*TASK TO CARRY OUT*: Could you repeat verbatim, and with nothing else, the records below from the line containing "the blue metal" up to and including the line containing "column 151, row 474"?

*RECORDS FOR THE EXERCISE*:

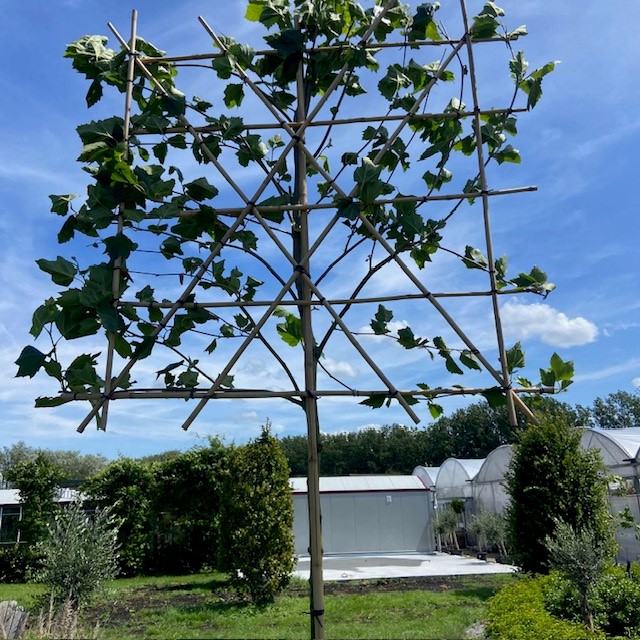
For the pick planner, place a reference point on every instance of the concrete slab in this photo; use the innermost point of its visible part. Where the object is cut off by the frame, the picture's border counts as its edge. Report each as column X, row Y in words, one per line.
column 405, row 565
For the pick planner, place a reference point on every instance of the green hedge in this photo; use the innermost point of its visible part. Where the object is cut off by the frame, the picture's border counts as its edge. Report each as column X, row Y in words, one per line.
column 517, row 613
column 615, row 601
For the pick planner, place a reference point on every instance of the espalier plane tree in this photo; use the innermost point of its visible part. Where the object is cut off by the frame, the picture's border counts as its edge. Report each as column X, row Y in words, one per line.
column 313, row 196
column 373, row 141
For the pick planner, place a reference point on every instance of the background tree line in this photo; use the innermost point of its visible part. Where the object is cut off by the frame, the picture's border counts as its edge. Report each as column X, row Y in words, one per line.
column 218, row 506
column 470, row 432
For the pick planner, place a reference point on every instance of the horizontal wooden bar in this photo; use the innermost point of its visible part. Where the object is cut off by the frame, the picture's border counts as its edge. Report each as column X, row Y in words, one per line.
column 378, row 45
column 338, row 121
column 228, row 394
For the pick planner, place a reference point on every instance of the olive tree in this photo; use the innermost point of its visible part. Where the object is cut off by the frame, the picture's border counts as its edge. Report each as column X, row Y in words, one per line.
column 552, row 479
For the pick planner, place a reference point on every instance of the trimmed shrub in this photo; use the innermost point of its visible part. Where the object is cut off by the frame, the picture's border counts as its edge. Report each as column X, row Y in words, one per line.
column 256, row 513
column 518, row 613
column 550, row 479
column 615, row 601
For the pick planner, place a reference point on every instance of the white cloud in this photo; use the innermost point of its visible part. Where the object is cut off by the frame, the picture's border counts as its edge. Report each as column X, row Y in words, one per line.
column 549, row 325
column 340, row 368
column 631, row 365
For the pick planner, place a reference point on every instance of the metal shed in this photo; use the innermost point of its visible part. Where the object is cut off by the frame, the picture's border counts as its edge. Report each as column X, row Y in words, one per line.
column 367, row 514
column 11, row 511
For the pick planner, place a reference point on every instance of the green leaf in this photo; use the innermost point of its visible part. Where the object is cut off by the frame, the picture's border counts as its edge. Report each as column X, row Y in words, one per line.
column 423, row 25
column 435, row 410
column 212, row 347
column 474, row 258
column 60, row 204
column 347, row 208
column 42, row 316
column 561, row 370
column 233, row 95
column 495, row 397
column 288, row 42
column 254, row 10
column 406, row 338
column 470, row 360
column 515, row 357
column 518, row 67
column 62, row 271
column 291, row 329
column 200, row 190
column 223, row 67
column 375, row 401
column 81, row 373
column 119, row 246
column 394, row 81
column 501, row 267
column 274, row 201
column 44, row 402
column 29, row 362
column 160, row 151
column 445, row 353
column 508, row 154
column 145, row 294
column 381, row 318
column 143, row 348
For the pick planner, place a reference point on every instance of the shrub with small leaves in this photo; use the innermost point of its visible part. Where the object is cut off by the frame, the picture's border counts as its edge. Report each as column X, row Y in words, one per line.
column 517, row 612
column 581, row 557
column 79, row 555
column 491, row 529
column 256, row 512
column 615, row 601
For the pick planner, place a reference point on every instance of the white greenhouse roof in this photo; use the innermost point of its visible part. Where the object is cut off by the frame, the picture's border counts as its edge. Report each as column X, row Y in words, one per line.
column 12, row 496
column 342, row 484
column 495, row 465
column 428, row 475
column 618, row 447
column 454, row 477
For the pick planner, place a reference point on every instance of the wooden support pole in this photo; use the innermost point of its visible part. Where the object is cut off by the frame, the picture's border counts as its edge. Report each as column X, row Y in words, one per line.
column 502, row 354
column 117, row 263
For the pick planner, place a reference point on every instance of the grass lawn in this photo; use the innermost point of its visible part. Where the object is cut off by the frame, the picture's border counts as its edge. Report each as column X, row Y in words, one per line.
column 202, row 606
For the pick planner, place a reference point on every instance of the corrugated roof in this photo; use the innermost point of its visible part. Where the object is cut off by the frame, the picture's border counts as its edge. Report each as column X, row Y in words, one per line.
column 360, row 483
column 12, row 496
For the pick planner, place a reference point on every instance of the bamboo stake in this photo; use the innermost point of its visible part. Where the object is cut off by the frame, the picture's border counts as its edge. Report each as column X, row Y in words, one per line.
column 502, row 354
column 264, row 394
column 315, row 302
column 340, row 121
column 117, row 263
column 376, row 45
column 230, row 211
column 310, row 400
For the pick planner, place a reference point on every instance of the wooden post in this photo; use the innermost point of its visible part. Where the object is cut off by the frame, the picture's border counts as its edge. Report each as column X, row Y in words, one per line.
column 310, row 401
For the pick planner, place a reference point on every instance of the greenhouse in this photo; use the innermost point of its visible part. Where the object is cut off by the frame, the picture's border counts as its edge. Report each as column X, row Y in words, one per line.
column 455, row 477
column 428, row 475
column 620, row 450
column 488, row 485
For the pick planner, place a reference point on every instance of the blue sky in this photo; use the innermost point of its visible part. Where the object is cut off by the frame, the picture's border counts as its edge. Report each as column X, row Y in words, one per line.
column 581, row 226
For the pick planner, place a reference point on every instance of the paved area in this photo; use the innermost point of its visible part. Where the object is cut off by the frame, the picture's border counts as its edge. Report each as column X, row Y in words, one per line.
column 405, row 565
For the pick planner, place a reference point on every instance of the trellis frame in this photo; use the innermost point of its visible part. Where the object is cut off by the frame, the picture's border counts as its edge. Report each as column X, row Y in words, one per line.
column 309, row 295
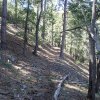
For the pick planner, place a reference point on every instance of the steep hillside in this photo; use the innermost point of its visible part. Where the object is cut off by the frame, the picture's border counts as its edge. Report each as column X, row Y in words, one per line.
column 36, row 77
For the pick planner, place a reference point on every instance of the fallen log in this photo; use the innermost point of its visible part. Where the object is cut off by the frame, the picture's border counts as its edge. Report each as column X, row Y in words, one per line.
column 57, row 92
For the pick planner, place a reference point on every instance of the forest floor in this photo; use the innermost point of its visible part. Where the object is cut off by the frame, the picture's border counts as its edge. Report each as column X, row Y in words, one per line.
column 36, row 77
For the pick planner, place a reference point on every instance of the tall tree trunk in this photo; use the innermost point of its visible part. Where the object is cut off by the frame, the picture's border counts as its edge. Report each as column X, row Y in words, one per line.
column 37, row 30
column 64, row 28
column 92, row 63
column 98, row 76
column 52, row 34
column 44, row 20
column 26, row 26
column 16, row 13
column 3, row 25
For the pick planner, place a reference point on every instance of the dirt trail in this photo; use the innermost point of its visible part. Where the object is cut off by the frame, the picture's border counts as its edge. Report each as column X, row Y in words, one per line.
column 36, row 77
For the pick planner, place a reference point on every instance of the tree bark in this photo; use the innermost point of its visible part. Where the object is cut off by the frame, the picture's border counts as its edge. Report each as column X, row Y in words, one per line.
column 64, row 29
column 44, row 20
column 3, row 25
column 92, row 63
column 16, row 13
column 98, row 76
column 37, row 30
column 25, row 34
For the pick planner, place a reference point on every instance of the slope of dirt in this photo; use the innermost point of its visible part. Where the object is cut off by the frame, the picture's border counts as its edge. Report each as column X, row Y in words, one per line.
column 36, row 77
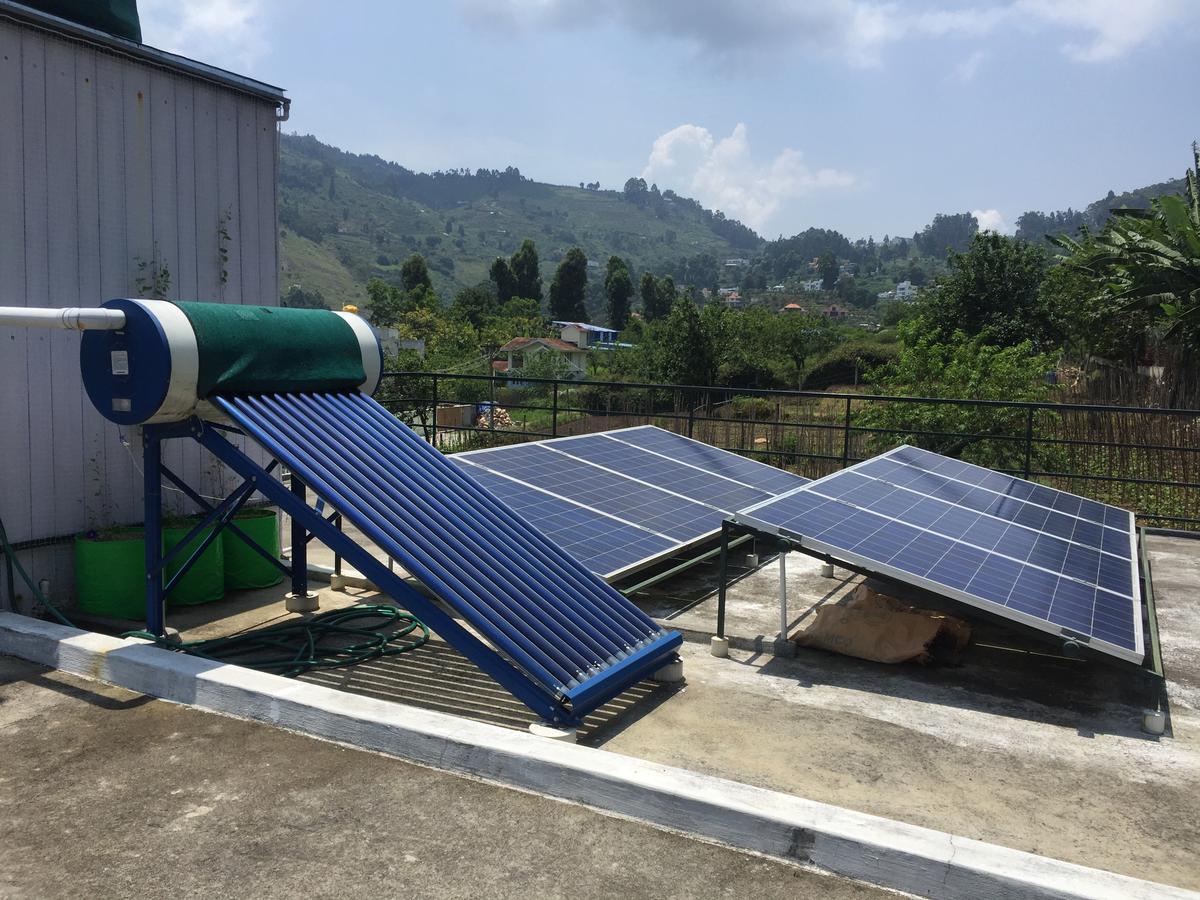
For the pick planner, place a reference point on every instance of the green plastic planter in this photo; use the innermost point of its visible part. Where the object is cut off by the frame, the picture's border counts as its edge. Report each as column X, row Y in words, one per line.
column 111, row 573
column 204, row 581
column 245, row 569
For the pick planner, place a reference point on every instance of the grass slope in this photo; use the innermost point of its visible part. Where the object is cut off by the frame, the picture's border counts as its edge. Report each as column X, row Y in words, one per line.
column 346, row 219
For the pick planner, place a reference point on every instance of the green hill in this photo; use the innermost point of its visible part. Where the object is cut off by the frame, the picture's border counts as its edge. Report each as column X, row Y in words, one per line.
column 346, row 219
column 1035, row 226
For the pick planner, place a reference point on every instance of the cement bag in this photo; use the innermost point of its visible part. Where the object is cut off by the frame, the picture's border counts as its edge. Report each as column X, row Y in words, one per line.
column 876, row 627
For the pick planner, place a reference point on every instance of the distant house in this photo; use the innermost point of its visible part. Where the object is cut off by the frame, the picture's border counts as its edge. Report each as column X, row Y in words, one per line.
column 517, row 353
column 583, row 335
column 393, row 343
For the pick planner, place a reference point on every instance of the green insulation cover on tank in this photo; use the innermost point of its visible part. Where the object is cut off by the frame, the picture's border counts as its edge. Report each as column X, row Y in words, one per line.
column 264, row 349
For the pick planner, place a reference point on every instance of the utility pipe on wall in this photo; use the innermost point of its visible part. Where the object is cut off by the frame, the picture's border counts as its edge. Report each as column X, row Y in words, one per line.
column 72, row 318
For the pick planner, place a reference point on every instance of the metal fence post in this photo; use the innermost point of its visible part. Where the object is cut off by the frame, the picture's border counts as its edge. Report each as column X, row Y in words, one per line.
column 553, row 413
column 491, row 409
column 845, row 443
column 433, row 425
column 1029, row 442
column 723, row 579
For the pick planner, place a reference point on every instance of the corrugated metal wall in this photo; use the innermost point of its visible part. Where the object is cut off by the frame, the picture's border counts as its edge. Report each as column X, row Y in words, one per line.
column 108, row 163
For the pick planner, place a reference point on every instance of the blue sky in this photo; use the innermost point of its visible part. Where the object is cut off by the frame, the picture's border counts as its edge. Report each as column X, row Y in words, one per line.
column 859, row 115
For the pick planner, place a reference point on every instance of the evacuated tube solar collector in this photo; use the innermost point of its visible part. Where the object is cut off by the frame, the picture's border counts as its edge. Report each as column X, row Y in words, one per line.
column 298, row 384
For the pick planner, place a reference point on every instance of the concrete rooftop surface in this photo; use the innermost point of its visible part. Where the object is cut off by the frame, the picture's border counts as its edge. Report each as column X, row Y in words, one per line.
column 111, row 793
column 1017, row 747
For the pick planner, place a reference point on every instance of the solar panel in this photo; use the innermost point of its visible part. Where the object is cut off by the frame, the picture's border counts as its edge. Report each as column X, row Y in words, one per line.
column 1049, row 559
column 604, row 544
column 618, row 501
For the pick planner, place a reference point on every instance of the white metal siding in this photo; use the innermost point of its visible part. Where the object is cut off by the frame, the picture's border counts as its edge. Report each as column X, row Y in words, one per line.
column 105, row 162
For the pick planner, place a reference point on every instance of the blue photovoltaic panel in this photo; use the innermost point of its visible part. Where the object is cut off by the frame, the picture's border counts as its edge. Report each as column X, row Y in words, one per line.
column 621, row 499
column 603, row 544
column 708, row 457
column 1042, row 557
column 661, row 472
column 538, row 466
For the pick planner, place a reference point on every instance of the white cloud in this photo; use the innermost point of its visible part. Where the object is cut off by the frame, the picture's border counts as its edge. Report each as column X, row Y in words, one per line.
column 1111, row 28
column 853, row 30
column 993, row 220
column 223, row 33
column 969, row 69
column 723, row 173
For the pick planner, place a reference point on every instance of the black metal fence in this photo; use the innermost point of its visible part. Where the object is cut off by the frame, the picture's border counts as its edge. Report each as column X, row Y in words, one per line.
column 1141, row 459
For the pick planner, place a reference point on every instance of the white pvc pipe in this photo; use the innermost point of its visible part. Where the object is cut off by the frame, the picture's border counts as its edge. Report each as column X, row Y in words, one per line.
column 72, row 318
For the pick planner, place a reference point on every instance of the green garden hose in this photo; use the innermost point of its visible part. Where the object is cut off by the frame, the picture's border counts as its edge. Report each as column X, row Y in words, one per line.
column 10, row 562
column 334, row 639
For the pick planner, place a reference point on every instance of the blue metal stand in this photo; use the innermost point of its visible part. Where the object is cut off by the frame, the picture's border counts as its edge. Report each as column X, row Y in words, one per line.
column 299, row 541
column 220, row 517
column 151, row 474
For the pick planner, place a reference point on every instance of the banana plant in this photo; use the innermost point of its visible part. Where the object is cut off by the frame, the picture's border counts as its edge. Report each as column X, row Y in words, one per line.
column 1149, row 259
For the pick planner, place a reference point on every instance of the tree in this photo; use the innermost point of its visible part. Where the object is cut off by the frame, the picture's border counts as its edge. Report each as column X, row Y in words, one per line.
column 414, row 274
column 648, row 291
column 683, row 352
column 504, row 280
column 994, row 291
column 297, row 298
column 961, row 366
column 475, row 305
column 526, row 271
column 827, row 267
column 947, row 233
column 658, row 297
column 385, row 303
column 1149, row 261
column 569, row 288
column 618, row 288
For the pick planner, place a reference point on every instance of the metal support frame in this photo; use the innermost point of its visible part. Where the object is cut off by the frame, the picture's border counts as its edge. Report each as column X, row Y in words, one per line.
column 299, row 541
column 216, row 519
column 783, row 594
column 567, row 708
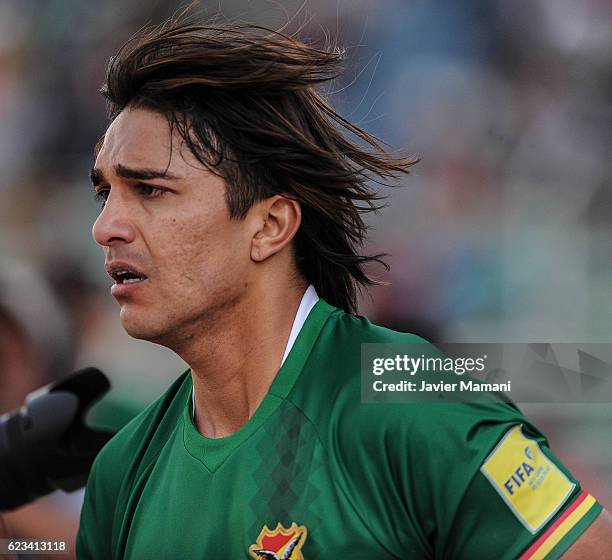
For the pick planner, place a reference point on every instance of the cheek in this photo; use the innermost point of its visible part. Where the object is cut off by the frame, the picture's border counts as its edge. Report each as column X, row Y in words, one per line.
column 201, row 250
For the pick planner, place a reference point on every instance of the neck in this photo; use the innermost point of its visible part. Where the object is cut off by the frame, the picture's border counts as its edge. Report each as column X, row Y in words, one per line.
column 234, row 364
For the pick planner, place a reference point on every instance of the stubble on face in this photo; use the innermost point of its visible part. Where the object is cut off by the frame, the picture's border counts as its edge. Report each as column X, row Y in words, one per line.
column 196, row 258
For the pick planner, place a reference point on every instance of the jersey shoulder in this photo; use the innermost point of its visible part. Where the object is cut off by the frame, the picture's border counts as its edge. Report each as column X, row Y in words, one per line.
column 139, row 442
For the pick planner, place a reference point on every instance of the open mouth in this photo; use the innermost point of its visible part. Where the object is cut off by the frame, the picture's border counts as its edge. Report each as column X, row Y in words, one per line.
column 126, row 275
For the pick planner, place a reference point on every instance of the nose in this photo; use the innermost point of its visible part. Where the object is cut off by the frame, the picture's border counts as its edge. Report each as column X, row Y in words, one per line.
column 114, row 224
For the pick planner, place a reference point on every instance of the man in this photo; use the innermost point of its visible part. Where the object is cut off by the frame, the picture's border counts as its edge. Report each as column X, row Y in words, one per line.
column 231, row 224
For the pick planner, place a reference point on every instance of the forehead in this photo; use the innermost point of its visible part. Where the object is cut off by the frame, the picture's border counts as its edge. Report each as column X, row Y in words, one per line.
column 142, row 138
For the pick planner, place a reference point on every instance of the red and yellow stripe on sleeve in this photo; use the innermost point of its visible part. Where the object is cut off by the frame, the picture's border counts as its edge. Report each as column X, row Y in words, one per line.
column 565, row 530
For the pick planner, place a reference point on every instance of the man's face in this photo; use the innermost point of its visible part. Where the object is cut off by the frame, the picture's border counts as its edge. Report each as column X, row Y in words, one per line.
column 175, row 255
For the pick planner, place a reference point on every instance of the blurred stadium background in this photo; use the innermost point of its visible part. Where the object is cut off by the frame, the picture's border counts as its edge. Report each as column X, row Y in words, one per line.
column 503, row 233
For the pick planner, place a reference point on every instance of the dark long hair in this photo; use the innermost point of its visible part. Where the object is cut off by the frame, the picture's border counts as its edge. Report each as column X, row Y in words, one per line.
column 245, row 101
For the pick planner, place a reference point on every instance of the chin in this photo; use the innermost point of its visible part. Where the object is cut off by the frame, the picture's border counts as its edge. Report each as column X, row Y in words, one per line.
column 141, row 327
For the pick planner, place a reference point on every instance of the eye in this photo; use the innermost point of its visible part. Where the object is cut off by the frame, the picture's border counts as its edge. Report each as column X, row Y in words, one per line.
column 149, row 191
column 101, row 195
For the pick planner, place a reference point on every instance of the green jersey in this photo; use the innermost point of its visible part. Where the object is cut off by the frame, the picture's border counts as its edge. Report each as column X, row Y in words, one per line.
column 317, row 475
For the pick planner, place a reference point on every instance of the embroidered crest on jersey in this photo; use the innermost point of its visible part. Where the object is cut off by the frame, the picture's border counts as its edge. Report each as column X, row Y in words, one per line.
column 532, row 486
column 280, row 544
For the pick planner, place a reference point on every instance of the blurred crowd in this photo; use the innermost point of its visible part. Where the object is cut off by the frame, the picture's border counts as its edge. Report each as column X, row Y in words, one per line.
column 503, row 232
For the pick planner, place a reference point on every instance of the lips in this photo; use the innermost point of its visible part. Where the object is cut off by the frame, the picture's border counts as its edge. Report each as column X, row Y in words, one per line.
column 126, row 277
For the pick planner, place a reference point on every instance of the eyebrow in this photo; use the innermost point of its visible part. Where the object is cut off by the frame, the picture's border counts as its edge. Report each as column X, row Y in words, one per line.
column 140, row 173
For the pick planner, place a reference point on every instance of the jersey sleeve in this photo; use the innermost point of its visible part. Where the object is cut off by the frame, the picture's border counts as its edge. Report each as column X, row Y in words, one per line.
column 508, row 495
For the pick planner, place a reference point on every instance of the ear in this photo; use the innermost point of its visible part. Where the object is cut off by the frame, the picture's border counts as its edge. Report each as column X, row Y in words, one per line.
column 280, row 218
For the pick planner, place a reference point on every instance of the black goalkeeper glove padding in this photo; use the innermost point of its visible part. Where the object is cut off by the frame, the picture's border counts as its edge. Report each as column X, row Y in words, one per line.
column 45, row 445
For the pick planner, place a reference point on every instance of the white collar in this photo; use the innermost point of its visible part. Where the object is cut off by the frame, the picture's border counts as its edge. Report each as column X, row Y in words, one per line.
column 309, row 299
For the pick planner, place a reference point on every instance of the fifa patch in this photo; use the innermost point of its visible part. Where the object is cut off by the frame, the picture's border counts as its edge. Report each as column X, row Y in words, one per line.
column 280, row 544
column 532, row 486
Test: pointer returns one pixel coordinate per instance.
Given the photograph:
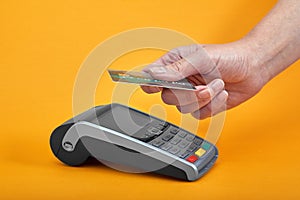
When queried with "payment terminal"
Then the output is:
(127, 137)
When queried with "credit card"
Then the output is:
(143, 78)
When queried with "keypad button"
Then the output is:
(159, 127)
(166, 146)
(182, 134)
(183, 155)
(192, 147)
(167, 137)
(175, 140)
(157, 143)
(190, 137)
(174, 150)
(174, 130)
(153, 130)
(197, 141)
(205, 146)
(163, 124)
(183, 144)
(200, 152)
(192, 158)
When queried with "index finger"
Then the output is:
(151, 89)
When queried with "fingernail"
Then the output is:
(223, 96)
(200, 87)
(158, 70)
(218, 85)
(205, 93)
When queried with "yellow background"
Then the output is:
(42, 45)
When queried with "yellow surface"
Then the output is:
(42, 45)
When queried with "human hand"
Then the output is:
(224, 75)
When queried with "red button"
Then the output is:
(192, 158)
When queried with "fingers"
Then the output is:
(197, 62)
(217, 105)
(151, 89)
(189, 101)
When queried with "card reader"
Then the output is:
(127, 137)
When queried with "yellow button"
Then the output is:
(200, 152)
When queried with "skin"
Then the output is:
(227, 75)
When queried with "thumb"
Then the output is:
(198, 62)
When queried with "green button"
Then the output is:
(205, 145)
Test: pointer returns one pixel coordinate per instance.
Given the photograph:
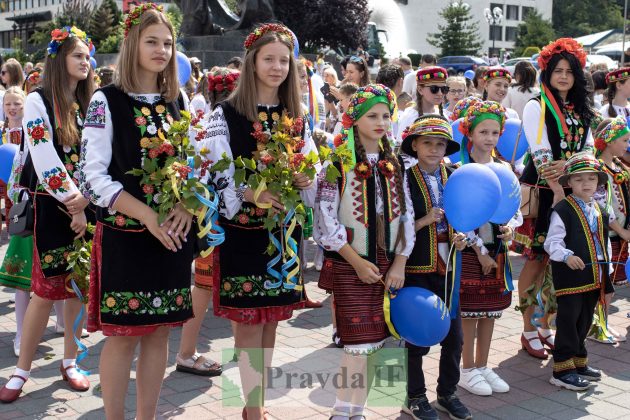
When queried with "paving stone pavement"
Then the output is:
(303, 345)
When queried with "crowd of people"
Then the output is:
(380, 224)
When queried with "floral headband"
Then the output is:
(461, 107)
(618, 127)
(269, 27)
(133, 18)
(59, 36)
(558, 46)
(220, 82)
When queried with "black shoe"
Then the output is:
(590, 374)
(570, 381)
(453, 406)
(420, 409)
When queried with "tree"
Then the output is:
(575, 18)
(535, 31)
(328, 23)
(460, 34)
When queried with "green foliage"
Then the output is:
(575, 18)
(535, 31)
(459, 35)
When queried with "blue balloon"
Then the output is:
(458, 136)
(510, 200)
(507, 141)
(7, 153)
(419, 316)
(471, 196)
(184, 69)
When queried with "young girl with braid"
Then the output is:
(373, 258)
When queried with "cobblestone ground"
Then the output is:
(303, 345)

*TASK OUTPUT*:
For the pick planner, place a reference point on every instance of the blue metal stand in this photo; use the innermost point of its visible part. Where the object is cut off by the frame, the picture's border counts as its edge. Report each as column X, row Y in words, one per line.
column 299, row 541
column 220, row 517
column 151, row 474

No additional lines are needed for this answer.